Report how many lines of the data below contain the string "blade", treating uppercase and lowercase as different. Reply with the number alone.

(Stored data entries)
__________________________________________________

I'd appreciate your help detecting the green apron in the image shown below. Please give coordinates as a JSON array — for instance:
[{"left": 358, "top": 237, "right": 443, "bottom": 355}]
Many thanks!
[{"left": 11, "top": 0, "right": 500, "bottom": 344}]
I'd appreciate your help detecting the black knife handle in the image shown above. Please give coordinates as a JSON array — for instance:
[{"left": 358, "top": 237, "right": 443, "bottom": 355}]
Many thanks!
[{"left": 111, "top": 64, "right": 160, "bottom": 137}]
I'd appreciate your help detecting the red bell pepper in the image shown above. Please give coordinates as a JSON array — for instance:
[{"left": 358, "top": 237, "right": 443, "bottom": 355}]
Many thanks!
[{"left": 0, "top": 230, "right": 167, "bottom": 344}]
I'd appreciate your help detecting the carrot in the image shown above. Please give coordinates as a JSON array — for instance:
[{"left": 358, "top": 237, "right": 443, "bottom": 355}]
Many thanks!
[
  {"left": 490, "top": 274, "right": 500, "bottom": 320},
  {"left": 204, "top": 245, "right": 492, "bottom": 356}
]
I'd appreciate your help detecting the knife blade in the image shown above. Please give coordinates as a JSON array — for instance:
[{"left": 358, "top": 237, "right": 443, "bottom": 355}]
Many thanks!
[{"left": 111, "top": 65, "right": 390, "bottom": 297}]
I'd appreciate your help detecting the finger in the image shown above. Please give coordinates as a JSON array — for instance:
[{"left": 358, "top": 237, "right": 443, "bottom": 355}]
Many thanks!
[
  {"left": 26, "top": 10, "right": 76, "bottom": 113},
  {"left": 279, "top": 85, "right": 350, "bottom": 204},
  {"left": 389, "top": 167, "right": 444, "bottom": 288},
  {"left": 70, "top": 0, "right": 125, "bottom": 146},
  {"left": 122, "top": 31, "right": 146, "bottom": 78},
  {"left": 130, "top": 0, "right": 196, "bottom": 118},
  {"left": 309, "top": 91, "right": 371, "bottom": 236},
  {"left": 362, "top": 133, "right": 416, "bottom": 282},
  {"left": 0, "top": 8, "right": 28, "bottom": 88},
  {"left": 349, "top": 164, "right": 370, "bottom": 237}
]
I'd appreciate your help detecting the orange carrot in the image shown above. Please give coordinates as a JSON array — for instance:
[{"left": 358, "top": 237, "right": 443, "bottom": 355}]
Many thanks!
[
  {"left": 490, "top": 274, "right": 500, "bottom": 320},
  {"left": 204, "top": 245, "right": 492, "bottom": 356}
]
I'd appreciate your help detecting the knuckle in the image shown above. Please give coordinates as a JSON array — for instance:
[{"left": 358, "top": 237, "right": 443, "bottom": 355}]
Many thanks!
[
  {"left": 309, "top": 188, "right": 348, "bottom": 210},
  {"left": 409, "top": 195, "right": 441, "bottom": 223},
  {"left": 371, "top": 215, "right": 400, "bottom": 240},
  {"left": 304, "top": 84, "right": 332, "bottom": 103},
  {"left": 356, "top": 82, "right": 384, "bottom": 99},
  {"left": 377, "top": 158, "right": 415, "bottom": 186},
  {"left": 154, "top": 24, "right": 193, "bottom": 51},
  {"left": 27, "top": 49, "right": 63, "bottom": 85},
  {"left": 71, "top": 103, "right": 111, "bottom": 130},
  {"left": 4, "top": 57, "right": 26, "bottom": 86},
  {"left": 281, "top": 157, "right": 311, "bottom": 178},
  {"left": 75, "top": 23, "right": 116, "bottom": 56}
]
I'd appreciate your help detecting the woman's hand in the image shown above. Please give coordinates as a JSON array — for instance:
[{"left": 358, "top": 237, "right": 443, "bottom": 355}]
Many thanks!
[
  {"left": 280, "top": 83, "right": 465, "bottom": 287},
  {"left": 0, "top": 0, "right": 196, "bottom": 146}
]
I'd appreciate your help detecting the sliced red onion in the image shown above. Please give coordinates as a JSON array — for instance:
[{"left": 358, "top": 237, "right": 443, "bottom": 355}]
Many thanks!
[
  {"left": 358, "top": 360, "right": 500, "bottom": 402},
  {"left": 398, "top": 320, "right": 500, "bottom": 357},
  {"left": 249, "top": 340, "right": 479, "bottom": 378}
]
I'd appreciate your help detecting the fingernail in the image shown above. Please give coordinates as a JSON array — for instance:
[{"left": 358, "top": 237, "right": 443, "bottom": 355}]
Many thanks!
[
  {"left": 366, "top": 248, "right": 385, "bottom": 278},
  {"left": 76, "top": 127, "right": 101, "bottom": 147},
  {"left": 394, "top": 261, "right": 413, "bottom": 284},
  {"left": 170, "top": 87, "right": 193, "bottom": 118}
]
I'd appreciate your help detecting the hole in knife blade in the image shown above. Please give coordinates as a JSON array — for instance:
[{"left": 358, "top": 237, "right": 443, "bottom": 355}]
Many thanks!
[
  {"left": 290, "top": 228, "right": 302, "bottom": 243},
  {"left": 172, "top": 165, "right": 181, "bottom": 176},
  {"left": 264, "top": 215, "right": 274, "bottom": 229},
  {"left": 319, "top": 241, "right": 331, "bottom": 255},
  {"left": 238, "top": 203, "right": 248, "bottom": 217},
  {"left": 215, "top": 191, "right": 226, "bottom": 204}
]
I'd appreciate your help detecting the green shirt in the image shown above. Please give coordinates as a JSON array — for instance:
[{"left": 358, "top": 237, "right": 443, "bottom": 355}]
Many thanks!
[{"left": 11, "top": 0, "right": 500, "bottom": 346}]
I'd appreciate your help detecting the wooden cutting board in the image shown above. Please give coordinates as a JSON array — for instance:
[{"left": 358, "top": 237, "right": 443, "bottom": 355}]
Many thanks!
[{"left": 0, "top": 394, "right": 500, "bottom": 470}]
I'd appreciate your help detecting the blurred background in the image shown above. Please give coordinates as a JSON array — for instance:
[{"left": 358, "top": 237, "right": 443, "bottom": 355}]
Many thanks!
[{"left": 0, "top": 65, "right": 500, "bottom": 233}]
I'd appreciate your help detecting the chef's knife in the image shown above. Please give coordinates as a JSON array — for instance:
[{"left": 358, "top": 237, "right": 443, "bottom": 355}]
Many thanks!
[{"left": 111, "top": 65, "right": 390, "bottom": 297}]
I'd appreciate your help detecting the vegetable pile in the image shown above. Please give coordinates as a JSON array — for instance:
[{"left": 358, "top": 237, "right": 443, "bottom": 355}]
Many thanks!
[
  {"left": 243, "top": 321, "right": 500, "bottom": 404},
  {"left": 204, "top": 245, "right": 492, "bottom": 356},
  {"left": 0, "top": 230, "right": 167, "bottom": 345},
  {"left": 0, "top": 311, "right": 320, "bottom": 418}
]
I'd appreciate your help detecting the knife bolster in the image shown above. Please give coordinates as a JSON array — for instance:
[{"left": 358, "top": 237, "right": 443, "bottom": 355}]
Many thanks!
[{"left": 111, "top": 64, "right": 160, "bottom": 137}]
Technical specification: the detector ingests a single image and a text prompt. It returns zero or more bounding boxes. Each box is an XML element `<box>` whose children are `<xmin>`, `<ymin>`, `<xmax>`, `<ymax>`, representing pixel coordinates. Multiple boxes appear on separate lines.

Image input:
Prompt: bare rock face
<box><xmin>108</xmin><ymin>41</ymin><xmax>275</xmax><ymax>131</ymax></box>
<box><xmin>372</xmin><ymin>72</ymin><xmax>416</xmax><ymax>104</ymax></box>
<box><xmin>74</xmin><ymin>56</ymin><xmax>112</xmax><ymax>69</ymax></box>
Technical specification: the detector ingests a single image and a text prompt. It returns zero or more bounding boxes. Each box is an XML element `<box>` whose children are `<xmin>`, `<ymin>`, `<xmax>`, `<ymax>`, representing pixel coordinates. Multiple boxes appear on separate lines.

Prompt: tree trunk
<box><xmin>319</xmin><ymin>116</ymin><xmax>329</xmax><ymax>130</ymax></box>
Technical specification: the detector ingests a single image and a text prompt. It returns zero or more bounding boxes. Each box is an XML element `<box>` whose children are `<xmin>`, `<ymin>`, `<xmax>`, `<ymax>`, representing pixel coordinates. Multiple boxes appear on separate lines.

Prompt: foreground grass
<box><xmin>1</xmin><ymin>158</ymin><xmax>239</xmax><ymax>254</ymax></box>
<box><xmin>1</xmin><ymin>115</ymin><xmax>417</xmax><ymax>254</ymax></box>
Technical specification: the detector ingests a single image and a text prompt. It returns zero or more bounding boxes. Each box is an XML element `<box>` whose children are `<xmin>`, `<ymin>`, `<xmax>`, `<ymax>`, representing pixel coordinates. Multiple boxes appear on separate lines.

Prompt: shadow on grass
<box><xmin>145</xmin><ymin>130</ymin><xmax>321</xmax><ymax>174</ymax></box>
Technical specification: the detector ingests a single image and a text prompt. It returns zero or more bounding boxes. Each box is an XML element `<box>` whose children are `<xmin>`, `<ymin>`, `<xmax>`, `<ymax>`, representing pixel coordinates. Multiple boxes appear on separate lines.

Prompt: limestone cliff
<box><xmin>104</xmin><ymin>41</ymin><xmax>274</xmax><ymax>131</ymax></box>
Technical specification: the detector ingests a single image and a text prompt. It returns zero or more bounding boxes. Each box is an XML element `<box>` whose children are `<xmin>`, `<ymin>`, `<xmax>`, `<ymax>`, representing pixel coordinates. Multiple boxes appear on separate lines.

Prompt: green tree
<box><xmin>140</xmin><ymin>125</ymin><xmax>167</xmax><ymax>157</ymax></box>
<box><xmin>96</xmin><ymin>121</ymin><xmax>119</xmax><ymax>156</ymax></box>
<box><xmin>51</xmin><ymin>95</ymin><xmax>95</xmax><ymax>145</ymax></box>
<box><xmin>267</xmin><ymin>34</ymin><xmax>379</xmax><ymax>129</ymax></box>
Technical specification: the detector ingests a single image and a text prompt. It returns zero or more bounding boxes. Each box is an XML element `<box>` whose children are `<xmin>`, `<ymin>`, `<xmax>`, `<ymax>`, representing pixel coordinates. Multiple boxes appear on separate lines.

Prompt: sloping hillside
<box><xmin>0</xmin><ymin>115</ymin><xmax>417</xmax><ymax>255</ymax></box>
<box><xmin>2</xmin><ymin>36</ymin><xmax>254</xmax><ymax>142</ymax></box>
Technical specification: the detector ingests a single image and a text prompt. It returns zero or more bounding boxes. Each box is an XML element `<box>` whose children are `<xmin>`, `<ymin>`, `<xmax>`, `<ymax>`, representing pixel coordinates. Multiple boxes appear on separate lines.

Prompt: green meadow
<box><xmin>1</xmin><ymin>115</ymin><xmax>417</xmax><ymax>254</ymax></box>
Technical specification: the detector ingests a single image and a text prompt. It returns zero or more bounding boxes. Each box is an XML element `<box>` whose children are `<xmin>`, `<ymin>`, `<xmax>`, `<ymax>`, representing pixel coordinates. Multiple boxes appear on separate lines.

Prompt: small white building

__________________________________________________

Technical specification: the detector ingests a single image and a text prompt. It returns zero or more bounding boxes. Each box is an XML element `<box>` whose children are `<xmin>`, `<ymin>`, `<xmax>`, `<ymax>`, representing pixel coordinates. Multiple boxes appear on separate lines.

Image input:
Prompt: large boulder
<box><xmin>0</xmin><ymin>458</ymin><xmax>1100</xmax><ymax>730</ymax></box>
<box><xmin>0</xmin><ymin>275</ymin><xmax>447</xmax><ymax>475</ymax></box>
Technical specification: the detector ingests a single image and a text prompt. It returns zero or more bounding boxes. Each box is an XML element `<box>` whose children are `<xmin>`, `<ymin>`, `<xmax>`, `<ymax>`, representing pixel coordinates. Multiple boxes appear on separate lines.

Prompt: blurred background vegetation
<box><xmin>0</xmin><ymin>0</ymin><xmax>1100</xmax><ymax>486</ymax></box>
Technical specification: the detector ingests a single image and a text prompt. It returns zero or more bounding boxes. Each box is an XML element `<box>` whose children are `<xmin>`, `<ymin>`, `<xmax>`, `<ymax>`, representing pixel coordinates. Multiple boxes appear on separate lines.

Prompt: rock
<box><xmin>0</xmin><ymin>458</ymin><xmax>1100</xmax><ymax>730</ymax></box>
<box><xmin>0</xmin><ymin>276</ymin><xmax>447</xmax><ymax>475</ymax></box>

__________________________________________________

### [The response]
2